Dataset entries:
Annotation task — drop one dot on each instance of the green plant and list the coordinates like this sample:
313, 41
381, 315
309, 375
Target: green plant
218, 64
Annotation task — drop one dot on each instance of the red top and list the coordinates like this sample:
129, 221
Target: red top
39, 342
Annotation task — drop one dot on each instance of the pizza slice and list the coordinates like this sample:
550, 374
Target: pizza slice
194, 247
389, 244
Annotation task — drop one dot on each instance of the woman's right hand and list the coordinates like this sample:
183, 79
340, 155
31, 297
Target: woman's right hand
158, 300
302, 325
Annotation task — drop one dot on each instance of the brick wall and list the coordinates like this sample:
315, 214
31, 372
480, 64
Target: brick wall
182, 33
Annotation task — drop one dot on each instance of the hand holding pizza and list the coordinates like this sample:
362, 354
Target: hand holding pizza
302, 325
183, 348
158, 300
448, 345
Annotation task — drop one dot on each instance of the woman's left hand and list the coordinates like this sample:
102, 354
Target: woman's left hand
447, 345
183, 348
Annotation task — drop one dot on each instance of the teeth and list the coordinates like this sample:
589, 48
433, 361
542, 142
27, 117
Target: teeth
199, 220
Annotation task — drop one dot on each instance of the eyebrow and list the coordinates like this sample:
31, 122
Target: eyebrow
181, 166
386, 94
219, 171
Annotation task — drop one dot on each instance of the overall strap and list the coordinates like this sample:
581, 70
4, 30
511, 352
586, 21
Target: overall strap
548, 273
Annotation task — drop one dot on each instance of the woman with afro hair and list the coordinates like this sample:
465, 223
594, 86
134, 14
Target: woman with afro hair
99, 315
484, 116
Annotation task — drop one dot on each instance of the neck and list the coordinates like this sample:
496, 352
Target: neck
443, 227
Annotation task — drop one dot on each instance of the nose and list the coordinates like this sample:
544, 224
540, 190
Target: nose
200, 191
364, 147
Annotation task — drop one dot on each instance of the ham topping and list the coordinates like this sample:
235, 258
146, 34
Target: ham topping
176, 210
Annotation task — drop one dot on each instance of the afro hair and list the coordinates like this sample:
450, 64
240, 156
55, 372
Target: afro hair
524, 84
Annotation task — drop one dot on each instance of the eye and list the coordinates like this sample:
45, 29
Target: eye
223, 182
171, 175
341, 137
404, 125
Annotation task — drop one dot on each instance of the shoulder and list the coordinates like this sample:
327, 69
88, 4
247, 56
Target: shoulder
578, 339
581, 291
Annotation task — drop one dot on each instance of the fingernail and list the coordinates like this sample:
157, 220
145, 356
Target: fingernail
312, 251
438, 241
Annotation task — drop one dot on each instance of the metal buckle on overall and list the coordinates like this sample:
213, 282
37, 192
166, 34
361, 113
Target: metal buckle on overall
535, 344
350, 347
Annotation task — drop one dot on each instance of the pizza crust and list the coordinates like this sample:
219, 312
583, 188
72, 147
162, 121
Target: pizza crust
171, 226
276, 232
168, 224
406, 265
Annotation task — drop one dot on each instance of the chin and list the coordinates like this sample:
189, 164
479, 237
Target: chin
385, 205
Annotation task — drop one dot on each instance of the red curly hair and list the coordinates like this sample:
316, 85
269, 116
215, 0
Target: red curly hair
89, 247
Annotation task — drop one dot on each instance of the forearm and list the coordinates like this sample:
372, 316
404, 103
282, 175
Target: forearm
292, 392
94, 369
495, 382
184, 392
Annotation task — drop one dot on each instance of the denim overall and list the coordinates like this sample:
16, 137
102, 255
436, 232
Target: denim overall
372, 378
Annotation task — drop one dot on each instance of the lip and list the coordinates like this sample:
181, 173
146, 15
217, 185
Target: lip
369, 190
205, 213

- _Work to be completed_
Write an exact transcription of every entry above.

- _Answer section_
Annotation task — drop one dot on each instance of the green plant and list the coordinates like this sample:
313, 41
381, 315
309, 375
Target: green plant
218, 64
Annotation task — drop one dot on each instance of the red top and list the coordinates like this sample:
129, 221
Target: red top
39, 342
Annotation task — drop one dot on each instance of the pizza slice and list the coordinates like this sample:
550, 374
Target: pizza slice
194, 247
389, 244
Annotation task — drop one dot on each instance of the woman's right hand and list the coordinates like this sample:
183, 79
340, 155
31, 297
Target: woman's right hand
158, 300
302, 325
Annotation task — drop one dot on each instance of the brick wall and list the coordinates like this sample:
315, 214
31, 372
480, 64
Target: brick wall
182, 33
Annotation task — drop one dot on each instance of the hand holding pizza and list the coordinates like this sample:
362, 354
Target: hand holding pizza
302, 325
183, 348
158, 300
448, 345
Annotation task — drop one dot on each instance of the woman's left hand and list the coordinates like this sample:
102, 354
Target: woman's left hand
447, 345
183, 348
Annotation task — drop one dot on each instance of the teeth and list the coordinates like this sample:
589, 48
433, 361
542, 142
27, 117
Target: teeth
199, 220
Annotation task — drop one dot on each instance of the eyebrow and list the coordinates like this sample:
31, 122
Target: eyebrow
181, 166
386, 94
219, 171
Annotation task — drop one dot on each instance of the overall strap and list the coordinates like this sample:
581, 70
4, 30
511, 352
586, 21
Target: overall strap
548, 273
Annotation task — drop one dot on each instance of the woman with afro hair and list the coordinates like this sample:
465, 223
594, 86
134, 14
Target: woman with afro hair
99, 315
484, 116
Annotation task — drop one dot on each instance of the neck and list the coordinates like this sample:
496, 352
Target: neck
443, 227
Annotation task — drop one dot on each instance of the nose and list the coordinates like this sample:
544, 224
540, 190
Target: nose
200, 191
364, 147
Annotation task — drop one dot on each instance of the ham topping and list the coordinates like this sample:
235, 258
146, 34
Target: ham topping
176, 210
Annotation task — drop one dot on each instance of the afro hair and list the coordinates like this sample:
450, 64
240, 156
55, 372
Target: afro hair
524, 84
Annotation task — drop one dot on each instance of the eye and list the coordinates like this sample:
45, 29
Target: eye
223, 182
171, 175
341, 137
404, 125
Annotation task — drop one dot on each instance of the shoulder and list the coordinates like this sample:
327, 69
88, 4
247, 56
Target: shoulder
578, 339
581, 291
Annotation task — drop one dot on each instance of the fingernail and list the coordinates like this sample:
157, 220
145, 356
Target: fingernail
312, 251
438, 241
Annotation task — drop one dot on each instance of the metal buckle on overall and list the coordinates like this sample:
213, 282
37, 192
166, 34
361, 113
Target: metal buckle on overall
535, 344
350, 347
Annotation task — drop one dot on each instance of the pizza crust and list the coordinates like this sample:
219, 312
583, 188
72, 147
162, 121
Target: pizza crust
171, 226
276, 232
168, 224
406, 265
Annotation task — drop one dot on each instance of the chin and list the coordinates like this sample:
189, 164
479, 237
Target: chin
385, 205
Annotation task — drop one dot on each instance of the red curly hair and list the coordinates like this sample:
316, 85
269, 116
215, 0
Target: red curly hair
89, 247
Annotation task — drop one dot on each instance of the forearm and list the coordinates like this sample:
372, 316
404, 103
282, 175
Target: forearm
292, 392
94, 369
495, 382
184, 392
Annotation task — drop one dot on each instance of the denim overall and list the coordinates like this sample:
16, 137
102, 255
436, 232
Target: denim overall
372, 378
Annotation task — drop one dot on each instance of the lip and list the coordinates like this sample:
181, 173
146, 15
217, 185
Target: lip
369, 190
205, 213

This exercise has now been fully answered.